**PETUNJUK 1**
Salin persis bagian teks tentang pendidikan Islam, mulai dari "Al-Qur’an dan Sunnah gagal" sampai ke "menjadi sangat penting.".
**PETUNJUK 2**
Terjemahkan kalimat berikut dari teks tentang pendidikan Islam ke dalam bahasa Inggris: "Oleh karena itu, untuk mengetahui bagaimana pemecahan problem-problem pendidikan Islam tersebut, maka usaha-usaha pembaharuan pendidikan Islam lewat pemikiran yang mendalam perlu dilakukan dan menjadi sangat penting."
**PETUNJUK 3**
Jawab pertanyaan berikut berdasarkan teks tentang pendidikan Islam.
(a) Dengan nama apa dunia pendidikan itu dikenal di kalangan pemeluknya?
(b) Apa yang hingga hari ini sulit ditumbuhkan oleh dunia pendidikan dan gerakan-gerakan Islam?
(c) Lewat apa usaha-usaha pembaharuan pendidikan Islam perlu dilakukan?

**TEKS BACAAN**
□ □ □ □ □ □ □

Al-Qur’an dan Sunnah gagal ditempatkan sebagai sumber otentik pengembangan pemikiran teoritis atau pun praktis bagi tujuan merumuskan panduan/petunjuk kehidupan dunia. Kematian al-Qur’an dan Sunnah yang hanya menjadi sebuah narasi wahyu yang beku tersebut mempunyai implikasi yang luar biasa dalam dunia pendidikan yang di kalangan pemeluknya dikenal dengan “Pendidikan Islam”. Hingga hari ini, dunia pendidikan dan gerakan-gerakan Islam dalam berbagai ragam konsentrasi dan aliran pemahaman sulit menumbuhkan tradisi intelektual kritis sebagai etika dasar penafsiran terhadap kedua sumber teks utama Islam yang seharusnya terus dilakukan. Oleh karena itu, untuk mengetahui bagaimana pemecahan problem-problem pendidikan Islam tersebut, maka usaha-usaha pembaharuan pendidikan Islam lewat pemikiran yang mendalam perlu dilakukan dan menjadi sangat penting.

□ □ □ □ □ □ □

**DATA**
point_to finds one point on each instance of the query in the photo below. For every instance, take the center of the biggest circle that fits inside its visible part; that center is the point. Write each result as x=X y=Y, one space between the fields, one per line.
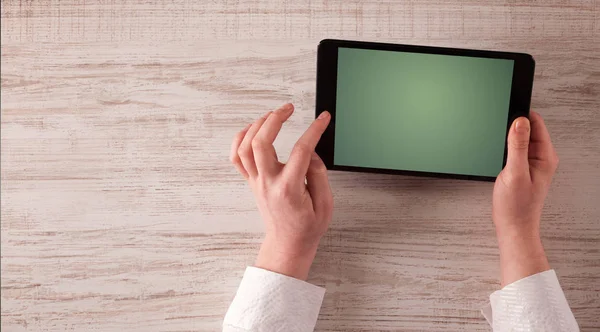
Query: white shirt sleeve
x=534 y=303
x=268 y=301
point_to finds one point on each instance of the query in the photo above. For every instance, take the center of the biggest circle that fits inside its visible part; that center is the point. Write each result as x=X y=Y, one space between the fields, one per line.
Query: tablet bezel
x=327 y=56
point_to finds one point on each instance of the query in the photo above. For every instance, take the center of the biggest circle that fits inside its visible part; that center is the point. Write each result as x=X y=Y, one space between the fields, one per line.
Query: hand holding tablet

□ □ □ □ □ □ □

**JAWABAN YANG DIHARAPKAN 1**
Al-Qur’an dan Sunnah gagal ditempatkan sebagai sumber otentik pengembangan pemikiran teoritis atau pun praktis bagi tujuan merumuskan panduan/petunjuk kehidupan dunia. Kematian al-Qur’an dan Sunnah yang hanya menjadi sebuah narasi wahyu yang beku tersebut mempunyai implikasi yang luar biasa dalam dunia pendidikan yang di kalangan pemeluknya dikenal dengan “Pendidikan Islam”. Hingga hari ini, dunia pendidikan dan gerakan-gerakan Islam dalam berbagai ragam konsentrasi dan aliran pemahaman sulit menumbuhkan tradisi intelektual kritis sebagai etika dasar penafsiran terhadap kedua sumber teks utama Islam yang seharusnya terus dilakukan. Oleh karena itu, untuk mengetahui bagaimana pemecahan problem-problem pendidikan Islam tersebut, maka usaha-usaha pembaharuan pendidikan Islam lewat pemikiran yang mendalam perlu dilakukan dan menjadi sangat penting.

**JAWABAN YANG DIHARAPKAN 2**
Therefore, to find out how the problems of Islamic education can be solved, efforts to reform Islamic education through deep thought need to be undertaken and have become very important.

**JAWABAN YANG DIHARAPKAN 3**
(a) Dunia pendidikan itu dikenal dengan nama "Pendidikan Islam".
(b) Yang sulit ditumbuhkan adalah tradisi intelektual kritis sebagai etika dasar penafsiran terhadap kedua sumber teks utama Islam.
(c) Usaha-usaha itu perlu dilakukan lewat pemikiran yang mendalam.